[Given information Boundary: Start]

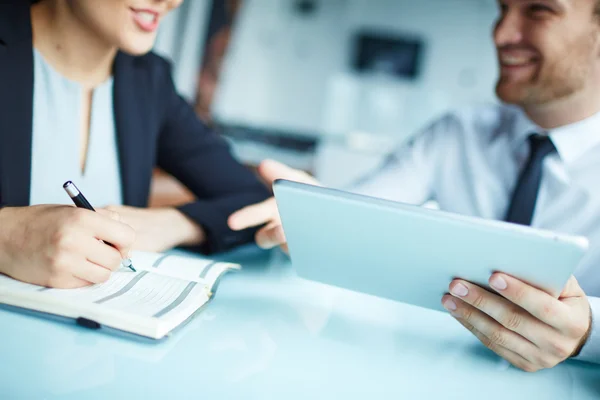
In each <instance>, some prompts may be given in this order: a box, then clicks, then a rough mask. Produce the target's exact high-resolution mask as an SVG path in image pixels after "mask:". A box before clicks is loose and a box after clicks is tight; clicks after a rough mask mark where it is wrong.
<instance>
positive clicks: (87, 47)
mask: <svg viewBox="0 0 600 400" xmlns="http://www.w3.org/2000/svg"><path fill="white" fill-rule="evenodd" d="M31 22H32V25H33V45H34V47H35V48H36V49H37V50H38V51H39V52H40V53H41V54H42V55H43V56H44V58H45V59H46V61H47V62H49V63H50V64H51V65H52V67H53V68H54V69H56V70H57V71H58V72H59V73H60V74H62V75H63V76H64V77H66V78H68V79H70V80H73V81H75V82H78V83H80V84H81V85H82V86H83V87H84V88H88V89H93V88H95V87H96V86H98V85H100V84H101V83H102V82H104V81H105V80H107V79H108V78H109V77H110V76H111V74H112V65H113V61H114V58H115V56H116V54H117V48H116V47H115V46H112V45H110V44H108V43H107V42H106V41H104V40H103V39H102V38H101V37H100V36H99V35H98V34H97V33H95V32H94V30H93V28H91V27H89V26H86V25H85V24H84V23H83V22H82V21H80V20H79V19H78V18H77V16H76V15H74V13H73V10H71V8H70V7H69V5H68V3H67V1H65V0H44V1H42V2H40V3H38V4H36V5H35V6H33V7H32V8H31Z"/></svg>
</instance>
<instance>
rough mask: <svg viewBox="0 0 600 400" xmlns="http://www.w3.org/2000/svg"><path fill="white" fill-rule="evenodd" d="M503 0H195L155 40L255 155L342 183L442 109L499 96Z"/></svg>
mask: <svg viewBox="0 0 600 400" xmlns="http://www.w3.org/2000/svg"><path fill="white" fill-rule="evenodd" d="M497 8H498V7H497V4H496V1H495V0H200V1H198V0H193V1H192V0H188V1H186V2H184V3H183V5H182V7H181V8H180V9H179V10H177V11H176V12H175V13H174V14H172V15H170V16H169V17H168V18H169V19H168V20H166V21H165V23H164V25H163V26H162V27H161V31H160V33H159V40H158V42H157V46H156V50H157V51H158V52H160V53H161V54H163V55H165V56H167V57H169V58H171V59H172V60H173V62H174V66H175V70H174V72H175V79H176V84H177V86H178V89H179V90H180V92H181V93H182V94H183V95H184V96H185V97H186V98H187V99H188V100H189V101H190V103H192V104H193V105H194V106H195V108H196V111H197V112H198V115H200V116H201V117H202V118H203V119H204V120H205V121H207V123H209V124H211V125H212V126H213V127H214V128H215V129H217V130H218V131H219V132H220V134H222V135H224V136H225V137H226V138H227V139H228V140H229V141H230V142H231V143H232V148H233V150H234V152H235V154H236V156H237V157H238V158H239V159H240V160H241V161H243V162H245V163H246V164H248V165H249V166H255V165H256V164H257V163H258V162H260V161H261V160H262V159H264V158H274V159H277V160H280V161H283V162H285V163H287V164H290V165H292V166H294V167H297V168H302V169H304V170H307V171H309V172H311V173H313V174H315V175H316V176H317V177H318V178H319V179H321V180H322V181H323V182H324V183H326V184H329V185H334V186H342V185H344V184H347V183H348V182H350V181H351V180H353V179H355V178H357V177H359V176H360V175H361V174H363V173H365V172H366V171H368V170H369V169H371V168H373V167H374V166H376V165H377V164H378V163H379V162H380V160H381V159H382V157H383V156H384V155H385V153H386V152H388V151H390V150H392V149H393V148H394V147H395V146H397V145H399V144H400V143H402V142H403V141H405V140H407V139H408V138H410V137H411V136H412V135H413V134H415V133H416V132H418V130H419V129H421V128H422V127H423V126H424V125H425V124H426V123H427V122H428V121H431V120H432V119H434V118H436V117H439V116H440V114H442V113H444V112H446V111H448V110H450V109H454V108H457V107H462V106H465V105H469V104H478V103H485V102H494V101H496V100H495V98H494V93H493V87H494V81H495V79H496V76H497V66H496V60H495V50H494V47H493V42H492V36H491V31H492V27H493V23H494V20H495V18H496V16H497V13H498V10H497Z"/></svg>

[Given information Boundary: End]

Express all of the data above as a two-column CSV with the columns input and output, one row for each input, putting its text and its answer each in a single quoted field with line breaks turned into spaces. Leave the pictures out.

Solved problem -
input,output
"In each <instance>, some prompts may be given in this order: a box, then clicks, then a rough mask. Produce the target's exact high-resolution mask as an SVG path in image pixels after ""mask:"". A box before clicks is loose and a box after clicks is tight; clicks after a rough mask mark where it is wrong. <instance> positive clicks: (87, 47)","mask: <svg viewBox=""0 0 600 400"" xmlns=""http://www.w3.org/2000/svg""><path fill=""white"" fill-rule=""evenodd"" d=""M31 22H32V25H33V45H34V47H35V48H36V49H37V50H38V51H39V52H40V53H41V54H42V55H43V56H44V58H45V59H46V61H47V62H49V63H50V64H51V65H52V67H53V68H54V69H56V70H57V71H58V72H59V73H60V74H62V75H63V76H64V77H66V78H68V79H70V80H73V81H75V82H78V83H80V84H81V85H82V86H83V87H84V88H88V89H93V88H95V87H96V86H98V85H100V84H101V83H102V82H104V81H105V80H107V79H108V78H109V77H110V76H111V74H112V65H113V61H114V58H115V56H116V54H117V48H116V47H115V46H112V45H110V44H108V43H107V42H106V41H104V40H103V39H102V38H101V37H100V36H99V35H98V34H97V33H95V32H94V30H93V28H91V27H89V26H86V25H85V24H84V23H83V22H82V21H80V20H79V19H78V18H77V16H76V15H74V13H73V10H71V8H70V7H69V5H68V3H67V1H65V0H44V1H42V2H40V3H38V4H36V5H35V6H33V7H32V8H31Z""/></svg>"
"</instance> <instance> rough mask: <svg viewBox=""0 0 600 400"" xmlns=""http://www.w3.org/2000/svg""><path fill=""white"" fill-rule=""evenodd"" d=""M503 0H195L155 40L255 155L342 183L442 109L499 96Z""/></svg>","mask: <svg viewBox=""0 0 600 400"" xmlns=""http://www.w3.org/2000/svg""><path fill=""white"" fill-rule=""evenodd"" d=""M497 8H498V7H497V4H496V1H495V0H200V1H198V0H193V1H192V0H188V1H186V2H184V3H183V5H182V7H181V8H180V9H179V10H177V11H176V12H175V13H174V14H172V15H170V16H169V17H168V18H169V19H168V20H166V21H165V23H164V25H163V26H162V27H161V31H160V33H159V40H158V42H157V46H156V50H157V51H158V52H160V53H161V54H163V55H165V56H167V57H169V58H171V59H172V60H173V62H174V66H175V70H174V72H175V79H176V84H177V86H178V89H179V90H180V92H181V93H182V94H183V95H184V96H185V97H186V98H187V99H188V100H189V101H190V103H192V104H193V105H194V106H195V108H196V111H197V112H198V115H200V116H201V117H202V118H203V119H204V120H205V121H207V123H209V124H211V125H212V126H213V127H214V128H215V129H217V130H218V131H219V132H220V134H222V135H224V136H225V137H226V138H227V139H228V140H229V141H230V142H231V143H232V148H233V150H234V152H235V154H236V156H237V157H238V158H239V159H240V160H241V161H243V162H245V163H246V164H248V165H249V166H255V165H256V164H257V163H258V162H260V161H261V160H262V159H264V158H274V159H277V160H280V161H283V162H285V163H287V164H290V165H292V166H294V167H297V168H302V169H304V170H307V171H309V172H311V173H313V174H315V175H316V176H317V177H318V178H319V179H321V180H322V181H323V182H324V183H326V184H329V185H334V186H342V185H344V184H347V183H348V182H350V181H351V180H353V179H355V178H357V177H359V176H360V175H361V174H363V173H365V172H366V171H368V170H369V169H371V168H373V167H374V166H376V165H377V164H378V163H379V162H380V160H381V159H382V157H383V156H384V155H385V153H386V152H388V151H390V150H392V149H393V148H394V147H395V146H397V145H399V144H400V143H402V142H403V141H405V140H407V139H408V138H410V137H411V136H412V135H413V134H415V133H416V132H418V130H419V129H421V128H422V127H423V126H424V125H425V124H426V123H427V122H428V121H431V120H432V119H434V118H436V117H439V116H440V114H442V113H444V112H446V111H448V110H450V109H454V108H457V107H462V106H465V105H469V104H478V103H485V102H494V101H496V100H495V98H494V93H493V87H494V81H495V79H496V76H497V66H496V60H495V50H494V47H493V42H492V36H491V31H492V27H493V23H494V20H495V18H496V16H497V13H498V10H497Z""/></svg>"